PROBLEM DESCRIPTION: Please repeat the records below word for word, starting at the line that contains "Pick out every instance of the printed" and continuing through the final line of the records, with both ends included.

═══ GIVEN ENTRIES ═══

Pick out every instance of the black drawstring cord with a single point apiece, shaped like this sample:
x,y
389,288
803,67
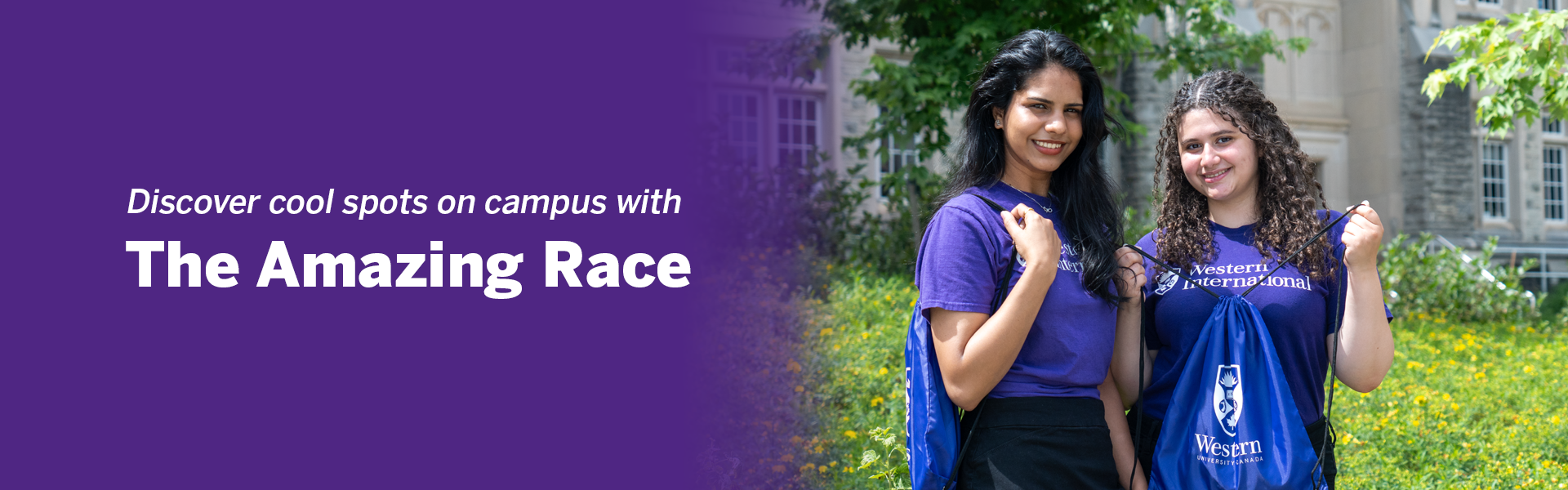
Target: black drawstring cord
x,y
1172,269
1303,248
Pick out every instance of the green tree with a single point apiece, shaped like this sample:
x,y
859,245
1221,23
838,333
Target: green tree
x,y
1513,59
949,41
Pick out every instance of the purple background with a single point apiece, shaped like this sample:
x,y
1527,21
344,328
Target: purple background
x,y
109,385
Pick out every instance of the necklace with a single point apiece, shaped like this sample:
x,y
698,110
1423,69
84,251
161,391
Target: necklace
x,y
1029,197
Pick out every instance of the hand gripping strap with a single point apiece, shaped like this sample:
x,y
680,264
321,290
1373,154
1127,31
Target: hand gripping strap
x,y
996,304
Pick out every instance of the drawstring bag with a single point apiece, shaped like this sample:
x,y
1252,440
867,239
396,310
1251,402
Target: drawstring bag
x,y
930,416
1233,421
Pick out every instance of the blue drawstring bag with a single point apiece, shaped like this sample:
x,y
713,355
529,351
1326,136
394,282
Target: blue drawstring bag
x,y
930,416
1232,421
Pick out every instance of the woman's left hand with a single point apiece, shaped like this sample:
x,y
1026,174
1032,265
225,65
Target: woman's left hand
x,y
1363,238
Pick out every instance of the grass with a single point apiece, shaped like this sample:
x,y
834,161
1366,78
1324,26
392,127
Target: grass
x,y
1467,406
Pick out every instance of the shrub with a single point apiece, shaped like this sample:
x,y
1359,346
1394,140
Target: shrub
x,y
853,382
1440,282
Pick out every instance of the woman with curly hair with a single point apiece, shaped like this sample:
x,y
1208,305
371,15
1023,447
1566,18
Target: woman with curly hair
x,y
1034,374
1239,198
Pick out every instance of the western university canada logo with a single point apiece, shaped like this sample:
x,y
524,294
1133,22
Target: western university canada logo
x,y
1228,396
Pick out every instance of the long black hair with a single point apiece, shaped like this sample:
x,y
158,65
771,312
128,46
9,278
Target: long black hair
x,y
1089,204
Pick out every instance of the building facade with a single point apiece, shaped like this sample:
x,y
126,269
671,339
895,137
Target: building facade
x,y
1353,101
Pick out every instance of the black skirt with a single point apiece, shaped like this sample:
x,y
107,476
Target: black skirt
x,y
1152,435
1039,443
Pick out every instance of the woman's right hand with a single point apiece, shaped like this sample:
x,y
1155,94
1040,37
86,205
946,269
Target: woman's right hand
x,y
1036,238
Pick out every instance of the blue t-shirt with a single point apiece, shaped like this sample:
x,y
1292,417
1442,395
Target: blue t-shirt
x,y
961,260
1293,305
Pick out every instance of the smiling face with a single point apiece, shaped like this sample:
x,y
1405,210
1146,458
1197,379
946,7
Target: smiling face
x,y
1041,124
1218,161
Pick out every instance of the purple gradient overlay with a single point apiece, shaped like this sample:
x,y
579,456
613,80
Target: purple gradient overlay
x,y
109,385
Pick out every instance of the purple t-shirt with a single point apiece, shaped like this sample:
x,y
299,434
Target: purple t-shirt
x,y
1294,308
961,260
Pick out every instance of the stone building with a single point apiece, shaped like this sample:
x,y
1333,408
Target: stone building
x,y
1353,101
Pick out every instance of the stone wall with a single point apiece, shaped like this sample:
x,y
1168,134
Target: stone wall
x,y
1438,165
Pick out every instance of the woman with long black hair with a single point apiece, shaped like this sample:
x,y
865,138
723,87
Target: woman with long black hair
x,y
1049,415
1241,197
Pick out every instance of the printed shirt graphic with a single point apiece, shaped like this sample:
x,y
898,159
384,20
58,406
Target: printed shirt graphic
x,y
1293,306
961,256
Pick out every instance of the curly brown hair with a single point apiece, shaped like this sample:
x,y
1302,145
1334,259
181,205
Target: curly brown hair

═══

THE REPLY:
Pick out every instance of the printed shirt graphic with a single point apiece, shaped like this sample:
x,y
898,159
384,20
58,406
Target: printed shirt graphic
x,y
1293,306
961,256
Pick out every instance of the curly brown hair with a single point apiece, shaped like this sample:
x,y
1302,145
1334,259
181,205
Target: curly brown hair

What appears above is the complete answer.